**PAGE EXTRACT:**
━━━━━━━━━━━━━━━━━━━━

With the introduction of the MacPlus and it's advanced (128k) ROM, some help was provided for programmers wanting to execute code with precise timing. One of the two timers in the Macintosh had been responsible for timing the disk drive. The new 800k sony disk mechanism did its own timing. Apple turned the use of that timer over to programmers. The original time manager, introduced at that time, gave programmers a safe method for using the built-in timers on the Macintosh logic board to execute a subroutine with some fixed delay, or to execute them repetitively at some fixed interval. And it queued timing tasks so multiple programs could use the timer.

━━━━━━━━━━━━━━━━━━━━

**EXERCISES TO COMPLETE:**
[a] Update the part of the time manager passage that runs from "With the introduction" through "use the timer.", putting "floppy drive" in place of "disk drive".
[b] Recast the records, from their first line through the line containing "positive clicks: (863, 267)", as a JSON list of strings with one string per line. Skip blank lines and leave the pictures out.

Collected data:
━━━━━━━━━━━━━━━━━━━━

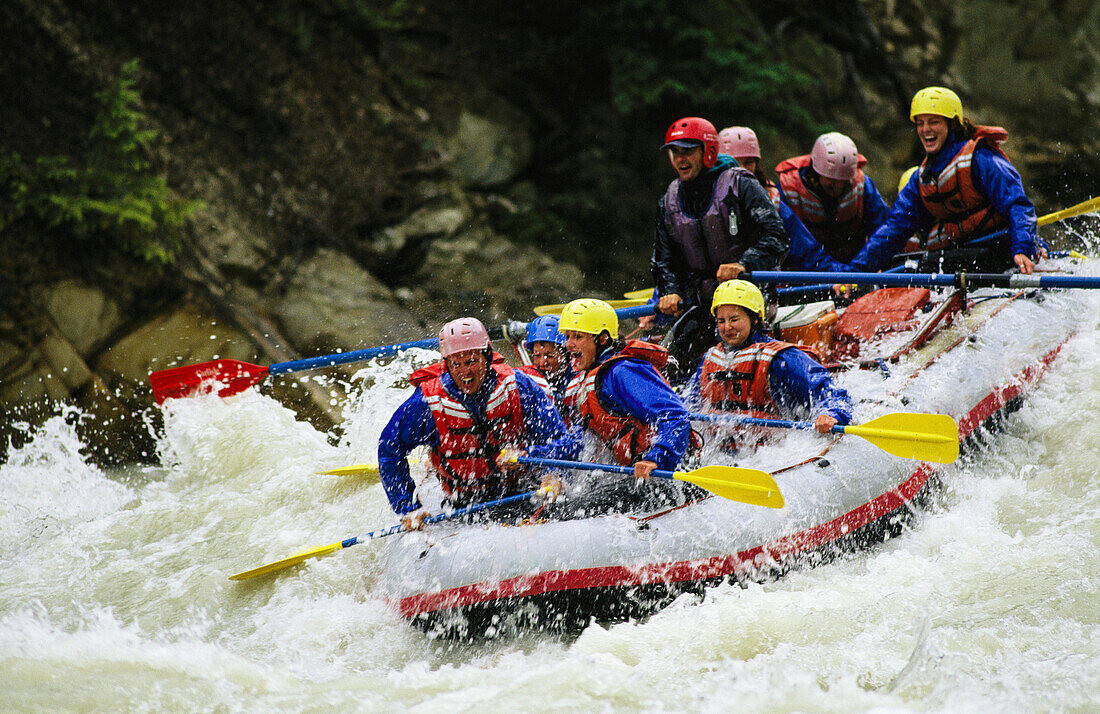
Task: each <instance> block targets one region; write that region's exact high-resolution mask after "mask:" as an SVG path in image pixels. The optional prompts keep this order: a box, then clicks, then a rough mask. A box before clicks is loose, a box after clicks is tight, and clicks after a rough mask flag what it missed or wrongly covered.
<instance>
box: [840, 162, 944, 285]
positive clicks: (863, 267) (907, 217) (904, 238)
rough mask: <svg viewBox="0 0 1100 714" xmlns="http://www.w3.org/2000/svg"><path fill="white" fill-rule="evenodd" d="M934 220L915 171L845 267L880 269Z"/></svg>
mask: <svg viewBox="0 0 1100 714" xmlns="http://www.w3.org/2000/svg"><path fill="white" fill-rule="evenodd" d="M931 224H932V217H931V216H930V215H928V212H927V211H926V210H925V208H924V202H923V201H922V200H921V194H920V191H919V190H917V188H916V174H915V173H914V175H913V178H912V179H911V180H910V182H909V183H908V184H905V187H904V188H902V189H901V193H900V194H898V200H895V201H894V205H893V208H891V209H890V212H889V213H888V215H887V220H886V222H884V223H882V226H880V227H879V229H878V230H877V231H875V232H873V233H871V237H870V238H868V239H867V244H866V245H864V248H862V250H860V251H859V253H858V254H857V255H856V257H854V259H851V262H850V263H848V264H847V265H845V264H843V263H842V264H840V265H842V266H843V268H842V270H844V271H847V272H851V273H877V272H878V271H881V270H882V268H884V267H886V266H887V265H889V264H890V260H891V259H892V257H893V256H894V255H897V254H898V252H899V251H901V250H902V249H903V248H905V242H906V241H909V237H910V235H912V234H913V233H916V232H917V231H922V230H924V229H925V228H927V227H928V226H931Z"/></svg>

━━━━━━━━━━━━━━━━━━━━

**PER-TASK ANSWERS:**
[a]
With the introduction of the MacPlus and it's advanced (128k) ROM, some help was provided for programmers wanting to execute code with precise timing. One of the two timers in the Macintosh had been responsible for timing the floppy drive. The new 800k sony disk mechanism did its own timing. Apple turned the use of that timer over to programmers. The original time manager, introduced at that time, gave programmers a safe method for using the built-in timers on the Macintosh logic board to execute a subroutine with some fixed delay, or to execute them repetitively at some fixed interval. And it queued timing tasks so multiple programs could use the timer.

[b]
[
  "Task: each <instance> block targets one region; write that region's exact high-resolution mask after \"mask:\" as an SVG path in image pixels. The optional prompts keep this order: a box, then clicks, then a rough mask. A box before clicks is loose, a box after clicks is tight, and clicks after a rough mask flag what it missed or wrongly covered.",
  "<instance>",
  "box: [840, 162, 944, 285]",
  "positive clicks: (863, 267) (907, 217) (904, 238)"
]